- WRITTEN TASKS:
a – In the forum thread, how much DDR5 memory is the original poster considering for the new build?
b – In the forum thread, rewrite the text between "The 12900k is" and "the 12900k obsolete.", inclusive, substituting "Core i9-12900K" for every instance of "12900k".
c – Using the forum thread, explain why kaiyoti questions including the GTX 1650 in the build.

## begin SOURCE TEXT

# Time to Upgrade the PC



## Titanborn-Axiom (Nov 11, 2021)

I have an opportunity to upgrade my PC even though the market isn't in great shape right now. I wanted to get feedback on if there are any downsides to the hardware I have chosen. I am looking at the newer i9 12th Gen with 64GB or 128GB of DDR5 once it becomes available. Parts listed below, thanks for taking the time 



https://pcpartpicker.com/user/TheMetalborn/saved/ttxyf7


----------



## kaiyoti (Nov 11, 2021)

Downside is that's a buttload of money. Why even bother with gtx 1650? The cpu has integrated graphics.


----------



## Titanborn-Axiom (Nov 11, 2021)

kaiyoti said:


> Downside is that's a buttload of money. Why even bother with gtx 1650? The cpu has f





kaiyoti said:


> Downside is that's a buttload of money. Why even bother with gtx 1650? The cpu has integrated graphics.


Fair point, as long as the board can handle 4k and the ultrawide, no need for it.


----------



## easyrider (Nov 11, 2021)

Why even bother with DDR5….early testing show little improvement over DDR4…

The 12900k is a hot chip and power hungry…and it only trades blows with a Ryzen 5900 and 5950x which were released 12 months ago,which in Q1 2022 get a revision to 3D cache that will make the 12900k obsolete.

If I was building a system now…I would build a Ryzen system on an X570 chipset plonk in a 5600x for a couple of months then upgrade to a 5950x 3D cache in the new year.


----------



## Instrugramm (Nov 12, 2021)

## end SOURCE TEXT
## begin DATASET CONTENT

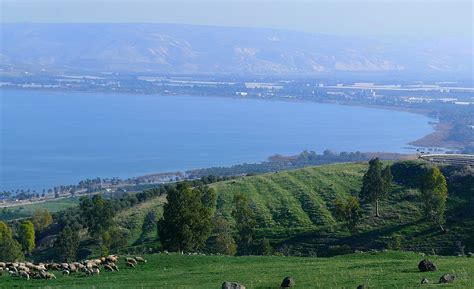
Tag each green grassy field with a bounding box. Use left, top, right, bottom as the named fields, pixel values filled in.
left=0, top=197, right=79, bottom=221
left=212, top=163, right=474, bottom=256
left=5, top=163, right=474, bottom=256
left=0, top=251, right=474, bottom=289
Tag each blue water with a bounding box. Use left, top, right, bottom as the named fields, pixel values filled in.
left=0, top=90, right=432, bottom=190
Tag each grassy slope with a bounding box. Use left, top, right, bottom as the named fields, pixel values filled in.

## end DATASET CONTENT

- RESPONSES FOR EACH TASK:
a – 64GB or 128GB of DDR5.

b –
The Core i9-12900K is a hot chip and power hungry…and it only trades blows with a Ryzen 5900 and 5950x which were released 12 months ago,which in Q1 2022 get a revision to 3D cache that will make the Core i9-12900K obsolete.

c – The chosen CPU already has integrated graphics, so a separate GTX 1650 seems unnecessary. The original poster agrees, provided the board can handle 4K and the ultrawide display.